* _Отрывок текста_
▽
Когда она наклонилась к нему и опять повторила, что она здесь, — Меер Вейсман, не понимая еще, что случилось, стал шарить в воздухе руками и жаловаться, что не видит дочери.
Он ее не видел потому, что «христианский мальчик» выбил ему гирей другой глаз, вероятно, для симметрии. Впрочем, многие думают, что Меер Вейсман «сам виноват» и уже «с избытком вознагражден» за то, что никогда не может увидеть любимую дочь. Что же касается христианского мальчика, совершившего над евреем операцию с гирей, то он, конечно, не заслуживает слов укоризны. Он скорее является «жертвой».
Что ж, может быть, это и правда. Войти в жизнь с таким делом на совести. Какой ужас, если христианский мальчик поймет, что он сделал. Если же не поймет, то он, действительно, жертва, еще более несчастная. Только действительно ли это Меер Вейсман повинен в этой жертве?
△
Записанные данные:
▽
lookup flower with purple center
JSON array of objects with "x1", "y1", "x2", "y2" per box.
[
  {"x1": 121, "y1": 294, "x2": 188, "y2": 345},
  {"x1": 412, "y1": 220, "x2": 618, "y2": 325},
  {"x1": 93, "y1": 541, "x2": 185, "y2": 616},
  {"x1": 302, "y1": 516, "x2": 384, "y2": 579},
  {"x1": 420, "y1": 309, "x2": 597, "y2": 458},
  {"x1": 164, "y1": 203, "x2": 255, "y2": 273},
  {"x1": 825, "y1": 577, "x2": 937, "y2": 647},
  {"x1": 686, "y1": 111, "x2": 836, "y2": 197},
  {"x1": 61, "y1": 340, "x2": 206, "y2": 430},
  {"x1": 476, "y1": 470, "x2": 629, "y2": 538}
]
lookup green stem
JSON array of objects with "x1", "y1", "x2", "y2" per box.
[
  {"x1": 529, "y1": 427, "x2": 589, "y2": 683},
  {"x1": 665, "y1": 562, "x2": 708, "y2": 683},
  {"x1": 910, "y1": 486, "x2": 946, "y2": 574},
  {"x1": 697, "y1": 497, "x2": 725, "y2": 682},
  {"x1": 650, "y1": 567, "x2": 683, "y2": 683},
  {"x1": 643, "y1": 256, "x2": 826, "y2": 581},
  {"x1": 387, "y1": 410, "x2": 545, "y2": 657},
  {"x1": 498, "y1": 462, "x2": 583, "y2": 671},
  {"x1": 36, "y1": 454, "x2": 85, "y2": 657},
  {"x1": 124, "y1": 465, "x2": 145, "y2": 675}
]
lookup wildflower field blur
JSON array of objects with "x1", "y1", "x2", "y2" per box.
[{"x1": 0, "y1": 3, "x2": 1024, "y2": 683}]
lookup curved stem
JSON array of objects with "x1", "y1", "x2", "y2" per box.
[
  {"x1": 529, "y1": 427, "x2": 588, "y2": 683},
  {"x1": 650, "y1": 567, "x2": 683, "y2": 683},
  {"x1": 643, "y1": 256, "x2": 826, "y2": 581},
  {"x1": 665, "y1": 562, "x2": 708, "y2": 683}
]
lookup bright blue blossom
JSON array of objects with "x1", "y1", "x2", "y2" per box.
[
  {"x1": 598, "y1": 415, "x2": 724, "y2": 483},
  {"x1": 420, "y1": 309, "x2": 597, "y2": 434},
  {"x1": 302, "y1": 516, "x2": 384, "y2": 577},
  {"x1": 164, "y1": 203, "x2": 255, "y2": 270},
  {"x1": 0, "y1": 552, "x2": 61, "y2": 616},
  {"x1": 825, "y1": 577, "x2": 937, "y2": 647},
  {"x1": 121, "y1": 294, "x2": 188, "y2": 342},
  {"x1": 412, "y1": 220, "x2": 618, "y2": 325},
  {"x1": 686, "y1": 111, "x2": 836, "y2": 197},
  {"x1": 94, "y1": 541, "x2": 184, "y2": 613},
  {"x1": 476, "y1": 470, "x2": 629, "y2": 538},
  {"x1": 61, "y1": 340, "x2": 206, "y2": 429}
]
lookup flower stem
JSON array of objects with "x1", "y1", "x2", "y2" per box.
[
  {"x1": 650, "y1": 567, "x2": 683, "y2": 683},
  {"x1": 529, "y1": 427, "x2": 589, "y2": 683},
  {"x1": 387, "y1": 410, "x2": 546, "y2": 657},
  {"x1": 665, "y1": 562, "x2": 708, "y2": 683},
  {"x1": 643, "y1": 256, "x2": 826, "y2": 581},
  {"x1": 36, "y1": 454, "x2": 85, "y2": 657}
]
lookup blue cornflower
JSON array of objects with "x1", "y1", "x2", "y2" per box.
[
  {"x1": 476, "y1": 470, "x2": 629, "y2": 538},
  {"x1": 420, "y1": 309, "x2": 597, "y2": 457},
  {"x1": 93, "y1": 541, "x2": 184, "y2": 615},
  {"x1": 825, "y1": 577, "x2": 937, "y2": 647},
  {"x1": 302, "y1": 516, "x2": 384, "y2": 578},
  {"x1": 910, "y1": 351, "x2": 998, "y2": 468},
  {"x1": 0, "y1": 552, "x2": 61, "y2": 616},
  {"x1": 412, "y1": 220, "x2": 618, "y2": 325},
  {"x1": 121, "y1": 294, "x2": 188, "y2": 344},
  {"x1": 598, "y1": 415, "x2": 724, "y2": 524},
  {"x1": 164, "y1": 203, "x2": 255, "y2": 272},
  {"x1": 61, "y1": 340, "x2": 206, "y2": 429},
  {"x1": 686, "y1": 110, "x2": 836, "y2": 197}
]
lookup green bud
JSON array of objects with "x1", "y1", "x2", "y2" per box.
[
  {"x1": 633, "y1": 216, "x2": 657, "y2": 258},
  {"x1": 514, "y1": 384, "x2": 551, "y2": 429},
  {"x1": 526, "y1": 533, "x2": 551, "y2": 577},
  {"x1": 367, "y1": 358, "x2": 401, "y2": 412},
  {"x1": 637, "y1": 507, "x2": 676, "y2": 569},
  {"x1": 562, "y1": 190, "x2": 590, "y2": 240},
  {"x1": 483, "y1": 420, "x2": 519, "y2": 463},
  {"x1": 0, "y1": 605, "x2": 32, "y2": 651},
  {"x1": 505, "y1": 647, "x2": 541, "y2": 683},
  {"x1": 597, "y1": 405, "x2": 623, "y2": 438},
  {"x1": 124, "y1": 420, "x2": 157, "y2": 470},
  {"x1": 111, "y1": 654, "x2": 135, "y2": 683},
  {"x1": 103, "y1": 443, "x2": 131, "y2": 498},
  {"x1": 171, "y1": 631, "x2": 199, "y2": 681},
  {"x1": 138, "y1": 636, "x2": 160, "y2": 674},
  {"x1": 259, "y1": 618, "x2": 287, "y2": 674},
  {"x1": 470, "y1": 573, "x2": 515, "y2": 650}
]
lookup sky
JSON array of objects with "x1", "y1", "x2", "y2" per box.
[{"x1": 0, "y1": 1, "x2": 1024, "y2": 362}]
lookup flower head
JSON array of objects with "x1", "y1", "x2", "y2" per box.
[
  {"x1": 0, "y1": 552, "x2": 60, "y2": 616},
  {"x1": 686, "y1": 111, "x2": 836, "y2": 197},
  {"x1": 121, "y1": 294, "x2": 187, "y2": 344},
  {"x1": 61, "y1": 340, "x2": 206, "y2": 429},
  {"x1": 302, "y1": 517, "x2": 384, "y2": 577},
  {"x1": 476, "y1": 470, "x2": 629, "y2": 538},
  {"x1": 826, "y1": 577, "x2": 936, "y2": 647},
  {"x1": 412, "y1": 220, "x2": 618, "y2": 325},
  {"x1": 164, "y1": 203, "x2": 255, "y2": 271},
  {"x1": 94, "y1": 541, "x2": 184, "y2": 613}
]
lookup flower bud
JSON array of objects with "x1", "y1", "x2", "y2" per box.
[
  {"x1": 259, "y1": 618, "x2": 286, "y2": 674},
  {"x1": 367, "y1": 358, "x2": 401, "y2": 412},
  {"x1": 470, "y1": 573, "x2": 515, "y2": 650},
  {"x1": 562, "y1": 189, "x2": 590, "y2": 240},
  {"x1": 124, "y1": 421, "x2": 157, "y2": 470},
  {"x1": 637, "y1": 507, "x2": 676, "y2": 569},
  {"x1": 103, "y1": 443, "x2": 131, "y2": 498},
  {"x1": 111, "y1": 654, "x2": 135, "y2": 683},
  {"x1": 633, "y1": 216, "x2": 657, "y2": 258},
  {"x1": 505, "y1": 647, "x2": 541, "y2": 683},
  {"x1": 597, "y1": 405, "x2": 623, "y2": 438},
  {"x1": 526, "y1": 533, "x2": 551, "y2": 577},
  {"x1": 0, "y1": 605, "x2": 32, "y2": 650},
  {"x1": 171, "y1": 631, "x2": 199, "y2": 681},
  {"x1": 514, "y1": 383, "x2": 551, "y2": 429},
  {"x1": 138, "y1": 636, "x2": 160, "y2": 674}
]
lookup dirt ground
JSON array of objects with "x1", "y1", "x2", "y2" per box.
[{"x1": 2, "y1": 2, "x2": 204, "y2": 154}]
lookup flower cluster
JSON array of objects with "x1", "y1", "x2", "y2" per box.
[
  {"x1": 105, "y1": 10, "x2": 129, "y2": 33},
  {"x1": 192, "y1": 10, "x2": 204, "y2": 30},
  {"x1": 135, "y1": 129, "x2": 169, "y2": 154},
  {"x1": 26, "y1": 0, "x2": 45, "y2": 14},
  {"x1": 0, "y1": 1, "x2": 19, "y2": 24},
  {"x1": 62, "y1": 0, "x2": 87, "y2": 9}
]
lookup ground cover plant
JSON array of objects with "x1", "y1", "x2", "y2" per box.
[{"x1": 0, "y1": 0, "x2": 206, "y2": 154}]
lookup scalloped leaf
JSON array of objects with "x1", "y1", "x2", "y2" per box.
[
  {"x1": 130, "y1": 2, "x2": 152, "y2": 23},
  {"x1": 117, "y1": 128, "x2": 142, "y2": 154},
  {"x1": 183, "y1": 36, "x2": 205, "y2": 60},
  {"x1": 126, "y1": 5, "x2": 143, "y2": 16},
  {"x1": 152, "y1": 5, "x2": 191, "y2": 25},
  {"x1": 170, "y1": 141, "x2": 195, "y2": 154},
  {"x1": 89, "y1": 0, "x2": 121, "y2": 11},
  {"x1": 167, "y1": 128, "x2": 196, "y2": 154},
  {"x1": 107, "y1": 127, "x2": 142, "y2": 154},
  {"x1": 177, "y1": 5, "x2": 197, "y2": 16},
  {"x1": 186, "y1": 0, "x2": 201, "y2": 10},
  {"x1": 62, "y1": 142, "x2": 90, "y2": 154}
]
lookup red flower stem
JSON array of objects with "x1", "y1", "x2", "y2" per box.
△
* _Задания_
1. Перепишите без изменений строки записей: начните со строки, в которой есть «lookup scalloped leaf», и закончите последней строкой записей, включив обе границы.
2. Продолжите отрывок о Меере Вейсмане, начав сразу после его последнего предложения.
Отрывок текста и записи представляют собой отдельные, не связанные между собой материалы.

* _Ответы_
1.
lookup scalloped leaf
JSON array of objects with "x1", "y1", "x2", "y2" per box.
[
  {"x1": 130, "y1": 2, "x2": 152, "y2": 23},
  {"x1": 117, "y1": 128, "x2": 142, "y2": 154},
  {"x1": 183, "y1": 36, "x2": 205, "y2": 60},
  {"x1": 126, "y1": 5, "x2": 143, "y2": 16},
  {"x1": 152, "y1": 5, "x2": 191, "y2": 25},
  {"x1": 170, "y1": 141, "x2": 195, "y2": 154},
  {"x1": 89, "y1": 0, "x2": 121, "y2": 11},
  {"x1": 167, "y1": 128, "x2": 196, "y2": 154},
  {"x1": 107, "y1": 127, "x2": 142, "y2": 154},
  {"x1": 177, "y1": 5, "x2": 197, "y2": 16},
  {"x1": 186, "y1": 0, "x2": 201, "y2": 10},
  {"x1": 62, "y1": 142, "x2": 90, "y2": 154}
]
lookup red flower stem
JSON array of objects with "x1", "y1", "x2", "y2" per box.

2.
Совершенно так же, как около боен, начиналась, по-видимому, трагедия дома № 13. Городовой «бляха № 148» так же, как его сослуживец, вернулся утром из города, где, вероятно, ждал ясных и точных приказаний, так же не получил их, так же явился в свой квартал и так же не мог дать другого совета, кроме: «Эй, жиды, прячьтесь по домам и сидите тихо!» И так же, как около бойни, в числе громил явились соседи из окрестных улиц и переулков.
Городовой «бляха № 148», отдав свое благожелательное распоряжение, сел на тумбу, так как ему явно больше ничего не оставалось делать, и, говорят, просидел здесь все время в качестве незаменимой натуры для какого-нибудь скульптора, который бы желал изваять эмблему величайшего из христианских праздников в городе Кишиневе.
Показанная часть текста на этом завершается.